> _Consegna_
Nel testo sull'epidemia di colera a Maddalena, chi assume le funzioni del sindaco Bargone, colpito anche lui dal morbo?

> _Testo_
>>>

Il Bargone, per sopperire alle esigenze dei più bisognosi, aveva dunque fatto ricorso all’intendente che, sia pure in maniera singolare, era venuto in aiuto degli isolani: “La deplorabile situazione di codesto luogo – scriveva l’intendente – ove è scoppiato ed infierisce il Colera Morbus, stato ormai dichiarato tale, come rilevasi dal rapporto del Dr. Tamponi, sta sommamente a cuore dello scrivente, il quale in vista della mancanza di mezzi di codesta comunità, e della nessuna offerta privata si è determinato d’inviare al Sig. Sindaco la somma di lire trecento da erogarsi nei bisogni attuali, massime a beneficio della classe povera”.
La premurosa sovvenzione dell’intendente non era però a titolo grazioso; egli, infatti, precisava che la somma inviata “…si intende concessa a titolo di prestito che a suo tempo sarà oggetto di apposita pratica da istruirsi secondo che meglio sarà avvertito, e di cui il prefato Sig. Sindaco spedirà ricevuta in carta da bollo da centesimi quaranta che quì si unisce trasmettendola a volta di corriere allo scrivente in cui favore verrà fatta, e che alla somma medesima aggiunga franchi quaranta del proprio da distribuire ai Cholerosi poveri”.
Strana sovvenzione dunque quella dell’intendente che, oltretutto, impone al sindaco di aggiungere alla somma rimessa altri quaranta franchi del proprio. Molto generosamente, però, fa pervenire la carta bollata da centesimi quaranta per stendervi la ricevuta, salvo poi a chiedere in futuro anche il rimborso di quella. A sobbarcarsi gli oneri di quelle tristi giornate non fu però il sindaco Bargone, anche lui colpito dal morbo, ma il consigliere Nicolò Susini chiamato ad assumerne le funzioni. E l’intendente, venuto a conoscenza dell’impegno da lui profuso, non mancò, visto che almeno quelli non costavano nulla, di tributargli sperticati elogi:
“Quanto viene penoso al sottoscritto lo stato di Maddalena, altrettanto gli è confortevole sapere che chi fa le veci del sindaco abbia provveduto alle emergenze in modo assai commendevole, come riferisce il Dr. Tamponi, per cui il sottoscritto stesso gliene esterna tutta la sua soddisfazione e gliene tributa le lodi meritate, riservandosi di segnalarlo al Ministro. Continui l’autorità municipale in questa via e metta in pratica quelle misure che non fossero state adottate, infonda coraggio, inspiri nella popolazione generosi e filantropici sentimenti che il morbo sarà presto per cessare, speriamolo”.

<<<

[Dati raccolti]
>>>

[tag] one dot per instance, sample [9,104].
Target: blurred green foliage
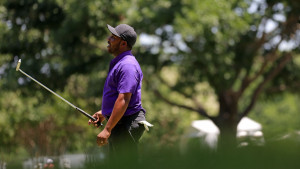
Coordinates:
[214,58]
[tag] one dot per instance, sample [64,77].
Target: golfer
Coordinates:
[121,102]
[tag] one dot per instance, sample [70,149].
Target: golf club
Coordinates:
[80,110]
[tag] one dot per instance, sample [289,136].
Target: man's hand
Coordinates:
[102,137]
[98,115]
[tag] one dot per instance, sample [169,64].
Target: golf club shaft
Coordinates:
[80,110]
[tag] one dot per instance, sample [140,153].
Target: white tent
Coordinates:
[209,132]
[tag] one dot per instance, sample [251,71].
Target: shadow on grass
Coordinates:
[283,155]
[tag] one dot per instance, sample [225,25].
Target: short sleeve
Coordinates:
[128,78]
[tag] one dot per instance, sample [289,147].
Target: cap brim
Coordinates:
[112,30]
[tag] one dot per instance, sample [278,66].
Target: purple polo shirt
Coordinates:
[124,76]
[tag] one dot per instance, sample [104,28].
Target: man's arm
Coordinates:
[119,109]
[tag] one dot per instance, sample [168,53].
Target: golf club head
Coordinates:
[18,65]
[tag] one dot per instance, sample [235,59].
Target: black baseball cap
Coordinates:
[125,32]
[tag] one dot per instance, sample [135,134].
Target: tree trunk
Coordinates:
[227,120]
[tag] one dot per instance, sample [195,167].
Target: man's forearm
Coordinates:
[119,109]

<<<

> _Soluzione_
Il consigliere Nicolò Susini.